* start *

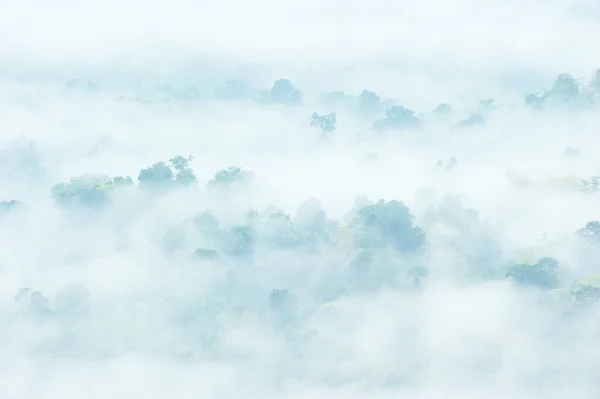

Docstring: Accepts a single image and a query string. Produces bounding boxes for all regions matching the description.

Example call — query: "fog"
[0,0,600,399]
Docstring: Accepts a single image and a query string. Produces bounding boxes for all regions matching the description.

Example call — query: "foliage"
[310,112,337,133]
[138,155,196,188]
[208,166,254,187]
[373,105,420,130]
[506,258,560,290]
[352,200,425,254]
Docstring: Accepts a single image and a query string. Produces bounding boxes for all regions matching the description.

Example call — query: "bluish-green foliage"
[506,258,560,290]
[373,105,421,130]
[310,112,337,133]
[51,175,127,207]
[138,155,196,188]
[352,200,425,254]
[208,166,254,187]
[577,220,600,244]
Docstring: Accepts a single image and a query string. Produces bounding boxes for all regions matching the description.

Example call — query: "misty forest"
[0,2,600,399]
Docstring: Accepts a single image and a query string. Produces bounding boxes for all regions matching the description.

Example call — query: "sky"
[0,0,600,399]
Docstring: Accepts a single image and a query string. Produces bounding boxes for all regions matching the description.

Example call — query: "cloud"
[0,0,600,398]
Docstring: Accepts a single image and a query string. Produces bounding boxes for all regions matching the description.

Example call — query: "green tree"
[506,257,560,290]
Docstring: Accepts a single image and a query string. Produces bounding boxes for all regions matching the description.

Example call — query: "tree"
[138,155,196,189]
[576,220,600,244]
[310,112,337,133]
[506,257,560,290]
[352,200,425,253]
[51,175,114,207]
[373,105,421,130]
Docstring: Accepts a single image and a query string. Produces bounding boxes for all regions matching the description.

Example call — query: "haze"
[0,0,600,399]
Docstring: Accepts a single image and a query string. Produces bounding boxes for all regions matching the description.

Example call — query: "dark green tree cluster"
[310,112,337,133]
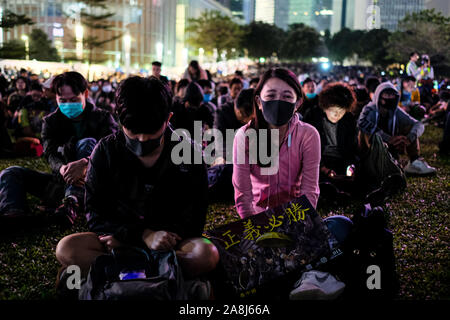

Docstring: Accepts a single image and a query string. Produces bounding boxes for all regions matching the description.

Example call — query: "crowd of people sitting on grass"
[0,53,450,298]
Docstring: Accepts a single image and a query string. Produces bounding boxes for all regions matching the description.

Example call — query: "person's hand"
[98,235,122,252]
[320,166,336,178]
[142,229,181,250]
[211,157,226,167]
[59,158,88,186]
[388,136,411,152]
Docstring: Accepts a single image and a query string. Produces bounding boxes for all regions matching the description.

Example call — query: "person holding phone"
[56,76,218,283]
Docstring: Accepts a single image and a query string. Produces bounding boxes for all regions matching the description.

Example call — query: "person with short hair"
[174,79,190,101]
[0,71,117,227]
[358,82,436,175]
[303,82,358,204]
[56,76,218,284]
[406,51,422,79]
[299,77,319,117]
[197,79,217,113]
[249,77,259,89]
[366,77,381,101]
[152,61,169,83]
[171,82,214,136]
[182,60,208,81]
[213,88,255,164]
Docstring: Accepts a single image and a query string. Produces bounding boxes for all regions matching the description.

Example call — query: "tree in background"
[186,11,244,58]
[0,9,34,31]
[30,29,60,61]
[358,28,394,68]
[0,9,34,59]
[0,39,26,59]
[70,0,122,69]
[388,9,450,75]
[280,23,321,61]
[241,22,286,59]
[326,28,359,64]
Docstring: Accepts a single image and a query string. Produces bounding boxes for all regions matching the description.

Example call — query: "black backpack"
[327,204,398,300]
[78,247,210,300]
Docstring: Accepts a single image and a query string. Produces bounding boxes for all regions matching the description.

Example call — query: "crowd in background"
[0,56,450,302]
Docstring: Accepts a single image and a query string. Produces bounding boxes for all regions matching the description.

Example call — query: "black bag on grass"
[327,204,398,300]
[78,247,209,300]
[360,134,406,191]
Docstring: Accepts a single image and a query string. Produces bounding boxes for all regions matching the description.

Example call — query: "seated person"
[358,82,436,175]
[299,78,319,117]
[0,72,117,226]
[56,76,218,283]
[366,76,380,101]
[7,76,29,114]
[233,68,320,218]
[249,77,259,89]
[217,77,244,107]
[197,79,217,113]
[428,90,450,127]
[399,76,426,121]
[171,82,214,136]
[12,81,50,156]
[303,82,358,202]
[173,79,190,101]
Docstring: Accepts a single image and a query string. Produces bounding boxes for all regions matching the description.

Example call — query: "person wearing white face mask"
[0,72,117,231]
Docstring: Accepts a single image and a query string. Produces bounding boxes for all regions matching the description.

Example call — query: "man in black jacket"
[56,77,218,282]
[303,82,358,202]
[0,72,117,226]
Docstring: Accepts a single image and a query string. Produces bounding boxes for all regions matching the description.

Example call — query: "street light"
[123,33,132,73]
[20,34,30,60]
[75,24,83,60]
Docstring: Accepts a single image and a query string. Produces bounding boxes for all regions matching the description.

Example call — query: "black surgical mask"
[261,99,295,127]
[380,98,398,110]
[125,133,164,157]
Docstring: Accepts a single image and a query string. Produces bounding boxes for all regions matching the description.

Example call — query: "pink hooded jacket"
[233,114,320,218]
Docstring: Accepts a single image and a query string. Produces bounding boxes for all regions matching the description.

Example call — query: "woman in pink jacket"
[233,68,320,218]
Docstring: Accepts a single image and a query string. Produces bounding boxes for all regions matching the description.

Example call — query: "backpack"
[327,204,398,300]
[78,247,210,300]
[359,134,406,190]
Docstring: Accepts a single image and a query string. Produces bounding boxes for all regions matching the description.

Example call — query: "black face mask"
[261,99,295,127]
[380,98,398,110]
[125,128,164,157]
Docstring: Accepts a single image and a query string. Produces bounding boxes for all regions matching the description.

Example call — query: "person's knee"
[177,238,219,277]
[77,138,97,151]
[324,215,353,243]
[78,138,97,147]
[0,166,24,180]
[56,232,103,266]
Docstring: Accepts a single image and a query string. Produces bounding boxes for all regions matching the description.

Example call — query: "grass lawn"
[0,126,450,300]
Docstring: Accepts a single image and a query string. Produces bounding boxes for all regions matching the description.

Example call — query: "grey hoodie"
[358,82,425,142]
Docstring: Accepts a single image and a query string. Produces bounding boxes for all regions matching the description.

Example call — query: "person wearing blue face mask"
[299,78,319,117]
[0,72,117,231]
[56,76,218,285]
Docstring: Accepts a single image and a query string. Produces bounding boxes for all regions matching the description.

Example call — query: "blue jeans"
[323,216,353,244]
[0,138,96,214]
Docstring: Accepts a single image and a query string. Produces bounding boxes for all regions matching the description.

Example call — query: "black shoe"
[53,196,79,228]
[365,174,406,207]
[319,182,339,203]
[55,267,79,301]
[336,191,352,207]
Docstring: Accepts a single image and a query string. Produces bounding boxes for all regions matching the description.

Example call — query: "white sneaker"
[289,270,345,300]
[404,158,436,175]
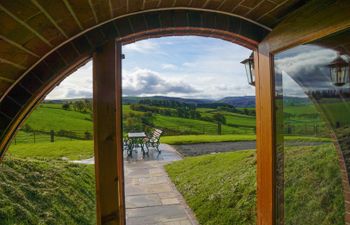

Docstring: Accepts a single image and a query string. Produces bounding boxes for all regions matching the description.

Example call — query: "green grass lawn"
[0,159,96,225]
[166,144,344,225]
[7,140,93,160]
[26,104,92,131]
[153,115,254,134]
[160,134,256,145]
[7,135,330,160]
[160,134,331,145]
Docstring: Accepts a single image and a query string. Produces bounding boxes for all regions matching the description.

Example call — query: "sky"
[46,36,255,99]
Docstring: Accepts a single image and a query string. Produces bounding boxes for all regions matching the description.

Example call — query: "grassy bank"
[166,144,344,225]
[0,159,96,225]
[7,140,93,160]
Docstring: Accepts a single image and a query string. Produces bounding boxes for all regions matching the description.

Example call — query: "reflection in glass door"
[274,30,350,225]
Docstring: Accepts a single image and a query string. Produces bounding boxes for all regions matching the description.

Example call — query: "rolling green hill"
[0,158,96,225]
[18,103,255,137]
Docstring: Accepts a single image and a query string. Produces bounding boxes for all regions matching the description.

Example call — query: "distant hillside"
[123,96,215,105]
[218,96,311,108]
[44,96,310,108]
[218,96,255,108]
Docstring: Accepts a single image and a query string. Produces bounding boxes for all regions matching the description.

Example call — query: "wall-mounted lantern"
[327,55,350,86]
[241,52,255,86]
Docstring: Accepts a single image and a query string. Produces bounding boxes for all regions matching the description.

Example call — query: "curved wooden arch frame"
[0,10,268,160]
[254,0,350,225]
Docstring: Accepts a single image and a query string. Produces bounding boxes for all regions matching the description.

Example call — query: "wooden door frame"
[254,0,350,225]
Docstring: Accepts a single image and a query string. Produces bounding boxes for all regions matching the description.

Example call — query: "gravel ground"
[173,141,324,156]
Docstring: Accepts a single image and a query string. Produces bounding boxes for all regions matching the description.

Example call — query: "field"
[0,158,96,225]
[0,100,344,225]
[166,144,344,225]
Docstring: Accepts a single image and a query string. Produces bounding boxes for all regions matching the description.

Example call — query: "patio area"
[124,144,198,225]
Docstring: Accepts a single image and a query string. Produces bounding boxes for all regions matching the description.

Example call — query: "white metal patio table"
[128,132,148,156]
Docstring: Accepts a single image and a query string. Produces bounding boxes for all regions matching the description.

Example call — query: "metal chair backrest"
[152,129,163,139]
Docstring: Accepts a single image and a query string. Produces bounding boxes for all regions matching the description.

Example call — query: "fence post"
[50,130,55,142]
[218,122,221,135]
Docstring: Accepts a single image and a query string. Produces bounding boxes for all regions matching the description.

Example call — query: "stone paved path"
[124,144,198,225]
[73,144,198,225]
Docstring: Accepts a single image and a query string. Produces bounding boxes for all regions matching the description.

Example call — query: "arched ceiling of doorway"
[0,0,305,156]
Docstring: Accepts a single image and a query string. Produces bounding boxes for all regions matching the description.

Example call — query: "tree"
[62,102,70,110]
[213,113,226,124]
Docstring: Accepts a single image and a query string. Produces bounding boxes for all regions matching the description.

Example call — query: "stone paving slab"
[124,144,198,225]
[72,144,198,225]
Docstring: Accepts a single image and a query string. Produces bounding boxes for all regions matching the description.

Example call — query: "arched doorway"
[0,0,349,224]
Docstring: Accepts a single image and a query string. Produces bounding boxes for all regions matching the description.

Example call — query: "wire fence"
[12,123,329,145]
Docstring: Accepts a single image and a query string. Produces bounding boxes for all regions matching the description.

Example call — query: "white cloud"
[123,69,197,96]
[46,61,92,99]
[162,63,177,70]
[123,40,159,53]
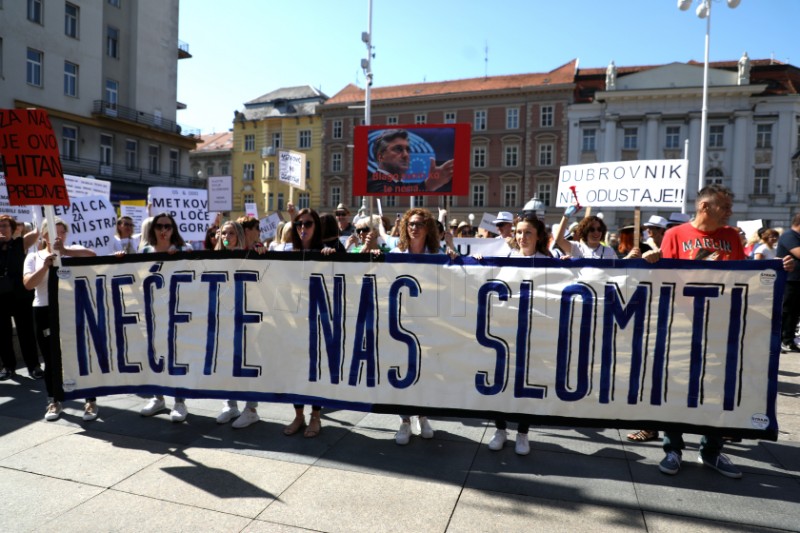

* end *

Written task
Collect every line of the records that contains the word "person" and copy each one out in full. Case counts, so only count a match with the same capitalization.

Right answer
Example call — query: "person's hand"
Example call — query: "person holding phone"
Example call — query: "person with short hair"
Example call — query: "seated person"
Example call — query: "person wearing white face mask"
Example call — query: "person's knee"
Example call — query: "person wearing blue face mask"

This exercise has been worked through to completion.